(Excerpted passage):
▬▬▬▬▬▬▬▬▬▬

# Bamboo v. Knotweed



## BULLSEYE BILL (Oct 2, 2002)

When I bought some real bamboo for my last house the information I got said that bamboo will only bloom once every, I believe it was seven years, and oddly enough it blooms worldwide at the same time. Doesn't sound right, but that was the story I got.

Supposedly it makes a lot of honey when it blooms.


----------



## Dundrave (Jun 1, 2008)

*Knotweed*

Least around here it is knotweed, horrid stuff, unless you are looking for honey.


----------



## ScadsOBees (Oct 2, 2003)

That is a good question since I think that knotweed is call bamboo sometimes. Depends what is growing in your area.

I don't think bamboo survives around here in MI (haven't seen any pandas around). So here it is knotweed.

I think bamboo isn't such a pleasant plant to have either...I've heard that it is very difficult to control as well.

Rick


----------



## BULLSEYE BILL (Oct 2, 2002)

I had to move to get away from it.  If you plant bamboo, get the clumping type and use the correct barriers. It's no fun mowing it and then having to walk on the stumps.

▬▬▬▬▬▬▬▬▬▬

(Set task):
Give each distinct poster name shown in the post headings of the bamboo and knotweed thread. The rows have nothing to do with the bamboo and knotweed thread.

▬▬▬▬▬▬▬▬▬▬

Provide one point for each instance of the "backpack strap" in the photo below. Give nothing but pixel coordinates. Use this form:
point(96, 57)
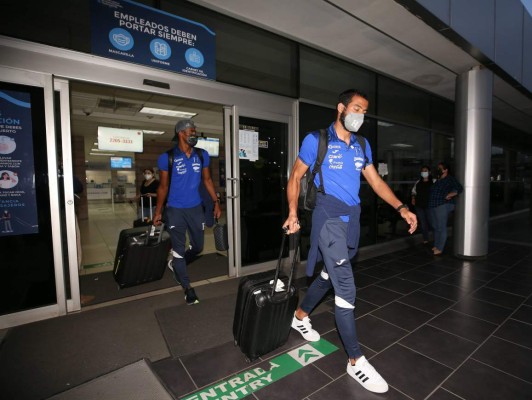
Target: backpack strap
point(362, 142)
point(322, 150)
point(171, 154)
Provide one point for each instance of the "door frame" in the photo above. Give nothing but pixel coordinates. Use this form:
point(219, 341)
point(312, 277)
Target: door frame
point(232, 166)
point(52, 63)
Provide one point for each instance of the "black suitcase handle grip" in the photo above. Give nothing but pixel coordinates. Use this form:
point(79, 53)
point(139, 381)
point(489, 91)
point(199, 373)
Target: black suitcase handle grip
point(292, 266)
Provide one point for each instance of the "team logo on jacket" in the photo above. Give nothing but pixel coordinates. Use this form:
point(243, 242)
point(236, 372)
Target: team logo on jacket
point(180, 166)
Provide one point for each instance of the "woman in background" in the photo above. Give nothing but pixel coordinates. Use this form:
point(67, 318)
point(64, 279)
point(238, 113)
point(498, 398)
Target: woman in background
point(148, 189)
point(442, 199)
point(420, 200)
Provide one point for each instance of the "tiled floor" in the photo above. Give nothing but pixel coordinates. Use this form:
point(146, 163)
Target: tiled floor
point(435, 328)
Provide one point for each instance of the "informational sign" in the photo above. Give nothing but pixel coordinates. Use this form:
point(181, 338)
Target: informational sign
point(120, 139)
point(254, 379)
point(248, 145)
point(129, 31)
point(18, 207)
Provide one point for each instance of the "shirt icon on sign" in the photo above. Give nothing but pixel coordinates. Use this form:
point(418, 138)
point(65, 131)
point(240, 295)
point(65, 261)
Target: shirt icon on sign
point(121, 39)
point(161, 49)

▬▬▬▬▬▬▬▬▬▬

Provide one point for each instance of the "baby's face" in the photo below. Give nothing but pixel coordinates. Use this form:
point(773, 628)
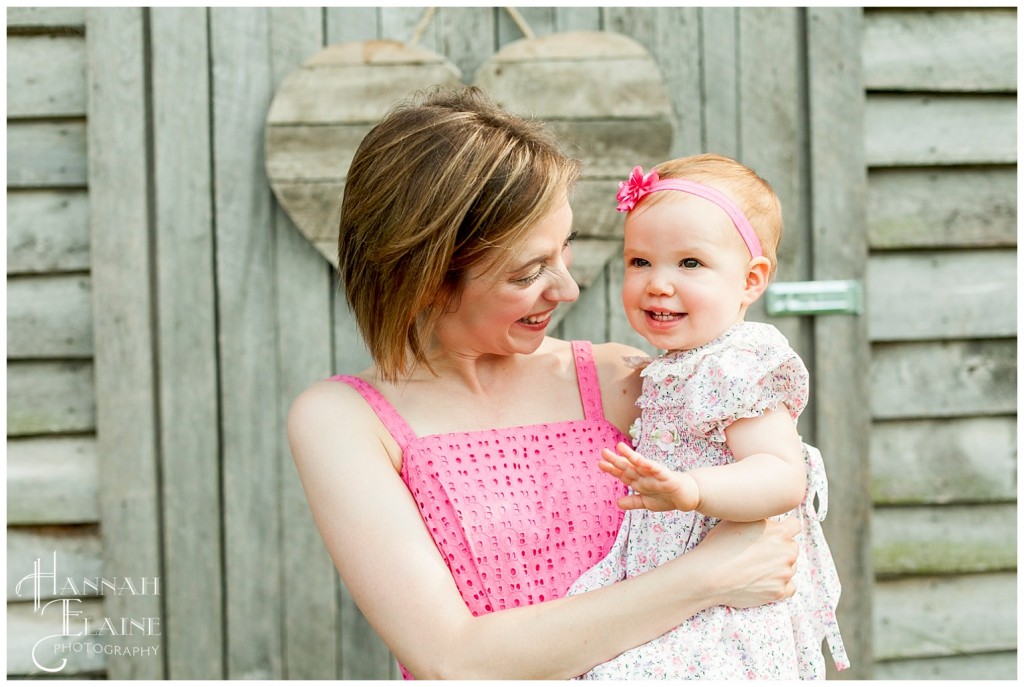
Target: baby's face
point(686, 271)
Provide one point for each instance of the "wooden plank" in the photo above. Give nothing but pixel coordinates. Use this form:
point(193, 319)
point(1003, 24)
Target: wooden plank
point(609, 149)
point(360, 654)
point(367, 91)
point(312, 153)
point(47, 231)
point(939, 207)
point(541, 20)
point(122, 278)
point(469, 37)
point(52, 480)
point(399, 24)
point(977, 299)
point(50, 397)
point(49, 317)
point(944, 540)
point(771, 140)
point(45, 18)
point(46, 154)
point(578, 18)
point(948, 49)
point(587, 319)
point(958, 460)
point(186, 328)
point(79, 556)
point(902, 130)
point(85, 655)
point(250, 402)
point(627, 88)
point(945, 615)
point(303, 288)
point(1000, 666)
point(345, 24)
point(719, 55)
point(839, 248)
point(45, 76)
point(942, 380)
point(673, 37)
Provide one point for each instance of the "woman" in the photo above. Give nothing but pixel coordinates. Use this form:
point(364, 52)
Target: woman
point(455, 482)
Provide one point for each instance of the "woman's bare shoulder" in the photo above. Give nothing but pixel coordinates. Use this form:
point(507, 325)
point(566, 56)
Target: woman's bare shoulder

▬▬▬▬▬▬▬▬▬▬

(Full solution):
BULLSEYE BILL, Dundrave, ScadsOBees